PASSAGE SHOWN:
################

Tableau: Using UK Shapefiles in PostGIS Database

Question

I'm trying to use Tableau to display data. Some of this data is suitable for mapping, and therefore I'd like to create maps in Tableau to display this data.

Unfortunately, neither the basic view nor the excellent work done for UK Mapping in tableau that is available freely available quite meets my needs. The right combination of Districts, Counties, Unitaries and metropolitans doesnt - as far as I can tell - exist in tableau format. However I believe I've got all the data and bits I need to DIY... but am struggling putting it all together.

I have Tableau Professional 9.3; Postgres 9.4 (PostGIS 2.1) and QGIS 2.12.2.

I have all of my data held in a PostGres database that I've connected to Tableau (and previously to QGIS).

I have all of my shapefiles downloaded from the ONS and imported into a second PostGres database. I'm particularly interested in this one: (https://geoportal.statistics.gov.uk/Docs/Boundaries/Local_authority_district_(GB)_2014_Boundaries_(Generalised_Clipped).zip). These are EPSG:27700 (1936/British National Grid)

I can query either database from tableau or QGIS. I have tried the method here (https://community.tableau.com/docs/DOC-5831) but end up with a blank attribute table in QGIS after performing the first step to convert to WPGS 84 (i.e. it loses all data when it converts). This therefore doesn't work for me; and I'm wary of the method as it strikes me there should be a more elegant solution at the database level.

################

ITEMS:

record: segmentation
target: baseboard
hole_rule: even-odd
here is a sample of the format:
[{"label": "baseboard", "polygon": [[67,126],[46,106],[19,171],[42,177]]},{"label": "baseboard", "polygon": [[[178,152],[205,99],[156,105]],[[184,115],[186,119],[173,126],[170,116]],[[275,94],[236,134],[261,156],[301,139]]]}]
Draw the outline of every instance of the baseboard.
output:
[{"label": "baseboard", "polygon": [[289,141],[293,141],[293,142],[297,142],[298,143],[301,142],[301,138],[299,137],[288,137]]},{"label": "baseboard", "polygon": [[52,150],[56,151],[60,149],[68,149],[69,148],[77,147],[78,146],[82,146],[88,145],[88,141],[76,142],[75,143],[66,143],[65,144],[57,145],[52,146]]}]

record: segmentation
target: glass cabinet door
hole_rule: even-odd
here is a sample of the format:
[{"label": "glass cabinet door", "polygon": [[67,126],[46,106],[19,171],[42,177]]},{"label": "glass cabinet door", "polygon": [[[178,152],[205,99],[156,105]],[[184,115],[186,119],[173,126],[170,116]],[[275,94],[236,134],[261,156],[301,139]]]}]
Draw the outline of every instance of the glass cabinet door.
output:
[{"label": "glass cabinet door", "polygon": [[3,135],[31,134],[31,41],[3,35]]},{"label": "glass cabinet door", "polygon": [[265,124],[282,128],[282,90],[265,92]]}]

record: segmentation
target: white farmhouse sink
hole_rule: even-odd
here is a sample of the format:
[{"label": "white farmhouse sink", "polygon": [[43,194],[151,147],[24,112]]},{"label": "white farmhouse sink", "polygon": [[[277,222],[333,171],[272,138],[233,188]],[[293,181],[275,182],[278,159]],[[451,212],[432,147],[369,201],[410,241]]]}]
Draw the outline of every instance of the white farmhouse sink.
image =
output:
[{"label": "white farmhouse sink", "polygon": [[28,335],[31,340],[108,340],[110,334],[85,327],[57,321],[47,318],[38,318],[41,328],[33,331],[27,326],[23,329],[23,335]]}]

################

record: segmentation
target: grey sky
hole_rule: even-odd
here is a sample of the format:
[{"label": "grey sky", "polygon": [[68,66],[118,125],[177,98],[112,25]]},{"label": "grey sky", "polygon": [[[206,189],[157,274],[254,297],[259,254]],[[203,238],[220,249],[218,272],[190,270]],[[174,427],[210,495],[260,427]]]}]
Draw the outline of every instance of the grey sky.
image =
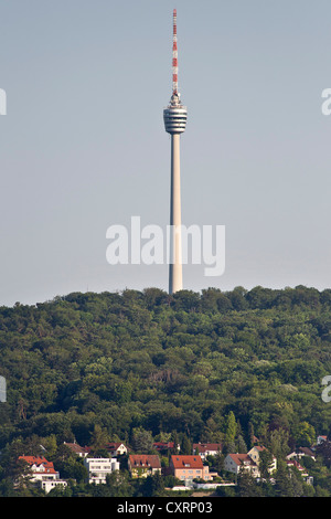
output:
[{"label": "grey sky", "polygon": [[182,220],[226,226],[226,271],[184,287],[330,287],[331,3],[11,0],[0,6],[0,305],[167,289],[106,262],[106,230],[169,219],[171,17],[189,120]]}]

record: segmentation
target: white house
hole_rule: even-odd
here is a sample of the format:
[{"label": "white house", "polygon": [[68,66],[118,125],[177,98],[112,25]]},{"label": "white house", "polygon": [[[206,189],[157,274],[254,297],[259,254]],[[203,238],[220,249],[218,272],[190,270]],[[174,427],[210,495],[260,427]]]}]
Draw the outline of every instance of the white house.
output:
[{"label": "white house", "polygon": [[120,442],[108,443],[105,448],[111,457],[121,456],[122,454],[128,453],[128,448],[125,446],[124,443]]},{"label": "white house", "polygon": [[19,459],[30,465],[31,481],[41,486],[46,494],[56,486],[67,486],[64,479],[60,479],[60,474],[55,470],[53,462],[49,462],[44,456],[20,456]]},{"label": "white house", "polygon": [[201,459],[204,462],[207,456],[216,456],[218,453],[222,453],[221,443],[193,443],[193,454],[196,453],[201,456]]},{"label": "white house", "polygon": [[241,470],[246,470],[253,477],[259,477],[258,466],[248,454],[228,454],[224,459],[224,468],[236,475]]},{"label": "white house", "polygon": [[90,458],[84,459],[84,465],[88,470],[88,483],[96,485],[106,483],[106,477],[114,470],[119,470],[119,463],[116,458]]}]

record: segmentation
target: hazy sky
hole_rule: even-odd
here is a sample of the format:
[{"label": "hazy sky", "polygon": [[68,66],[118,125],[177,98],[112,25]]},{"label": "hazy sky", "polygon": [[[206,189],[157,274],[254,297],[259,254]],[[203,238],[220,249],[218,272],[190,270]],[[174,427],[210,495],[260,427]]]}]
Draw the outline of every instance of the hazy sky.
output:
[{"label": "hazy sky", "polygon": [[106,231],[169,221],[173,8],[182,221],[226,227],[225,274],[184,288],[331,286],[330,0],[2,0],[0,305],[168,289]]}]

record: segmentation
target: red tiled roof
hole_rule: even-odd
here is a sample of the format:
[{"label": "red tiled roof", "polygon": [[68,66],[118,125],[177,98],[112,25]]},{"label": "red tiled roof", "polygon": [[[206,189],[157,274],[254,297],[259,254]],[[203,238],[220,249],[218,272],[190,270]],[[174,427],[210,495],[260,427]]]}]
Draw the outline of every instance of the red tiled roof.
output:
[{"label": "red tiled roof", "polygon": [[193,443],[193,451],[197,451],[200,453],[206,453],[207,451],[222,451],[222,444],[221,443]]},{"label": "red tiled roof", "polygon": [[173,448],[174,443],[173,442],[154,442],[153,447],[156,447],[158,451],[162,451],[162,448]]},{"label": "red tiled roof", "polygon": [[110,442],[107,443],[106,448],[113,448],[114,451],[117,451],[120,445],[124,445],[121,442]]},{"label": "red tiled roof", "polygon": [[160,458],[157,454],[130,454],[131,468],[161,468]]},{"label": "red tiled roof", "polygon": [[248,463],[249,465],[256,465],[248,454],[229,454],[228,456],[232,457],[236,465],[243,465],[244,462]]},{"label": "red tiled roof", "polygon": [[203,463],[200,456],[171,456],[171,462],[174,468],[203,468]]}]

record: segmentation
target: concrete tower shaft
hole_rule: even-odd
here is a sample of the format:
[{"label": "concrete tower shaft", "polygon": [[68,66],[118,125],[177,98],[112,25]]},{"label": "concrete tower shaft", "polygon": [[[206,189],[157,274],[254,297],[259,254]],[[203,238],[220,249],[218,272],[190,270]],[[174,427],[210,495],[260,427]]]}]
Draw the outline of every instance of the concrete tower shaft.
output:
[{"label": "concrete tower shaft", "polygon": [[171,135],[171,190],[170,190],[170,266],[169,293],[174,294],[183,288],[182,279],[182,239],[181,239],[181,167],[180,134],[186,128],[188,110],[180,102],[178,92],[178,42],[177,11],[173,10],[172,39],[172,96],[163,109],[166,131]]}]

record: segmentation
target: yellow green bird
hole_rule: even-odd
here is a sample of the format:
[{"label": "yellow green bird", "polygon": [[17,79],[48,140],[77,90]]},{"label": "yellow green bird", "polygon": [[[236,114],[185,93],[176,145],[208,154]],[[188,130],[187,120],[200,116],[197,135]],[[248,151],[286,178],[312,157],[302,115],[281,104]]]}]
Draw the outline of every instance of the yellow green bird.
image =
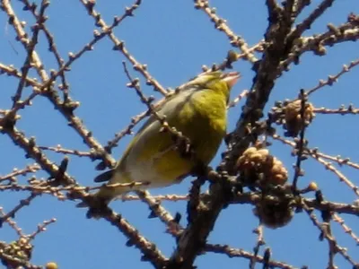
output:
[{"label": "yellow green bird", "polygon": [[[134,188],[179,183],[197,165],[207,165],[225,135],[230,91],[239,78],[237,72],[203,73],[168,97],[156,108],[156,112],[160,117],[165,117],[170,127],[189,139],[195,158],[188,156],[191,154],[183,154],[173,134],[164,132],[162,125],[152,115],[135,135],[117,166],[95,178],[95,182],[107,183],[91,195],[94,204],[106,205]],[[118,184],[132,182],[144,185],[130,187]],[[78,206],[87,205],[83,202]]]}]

################

JOB 1: Print the passage from the Tableau shapefile question between "I have Tableau" and "previously to QGIS).", inclusive, keeping every word and character unchanged.
JOB 2: Write the next part of the Tableau shapefile question, starting right after its final sentence.

EXPECTED ANSWER 1:
I have Tableau Professional 9.3; Postgres 9.4 (PostGIS 2.1) and QGIS 2.12.2.

I have all of my data held in a PostGres database that I've connected to Tableau (and previously to QGIS).

EXPECTED ANSWER 2:
Tableau wants:

• a path;
• a poloygon id;
• a name;
• a latitude;
• a longitude;

Therefore, in order to get this information in a suitable form, in the PostGIS database I believe I need to:

1. Extract the nodes from the 'geom' type in the table created by the imported shapefile (do I use (ST_DumpPoints(GEOM)).Geom)?)
2. Extract the path from the 'geom' type in the table created by the imported shapefile (do I use (ST_DumpPoints(GEOM)).Path)?)
3. Extract the Easting and Northing data from the Nodes
4. Convert the Easting and Northing data from EPSG:27700 to Lat\Long (i.e. WPS:84) (I know I need to use something like the following set long=st_x(st_transform(geom,4326)), lat=st_y(st_transform(geom,4326))
5. Put these into a new table\view and link to this in Tableau

Here's where I've got to:

--Drop Table IF Exists ctyua_dec_2014_ew_bgc_tblu;

With CTE_PointsAndNodes as 
(
SELECT gid
    , ctyua14cd
    , ctyua14nm
    , ctyua14nmw
--  , geom
    , (st_dumppoints(geom)).geom as points
    , (st_dumppoints(geom)).path as path
  FROM (Select * from ctyua_dec_2014_ew_bgc Where ctyua14nmw is Null) as tbltest
  )

Select gid
    , ctyua14cd
    , ctyua14nm
    , ctyua14nmw
--  , geom
    , points
    , path
    , st_x(st_transform(points,4326))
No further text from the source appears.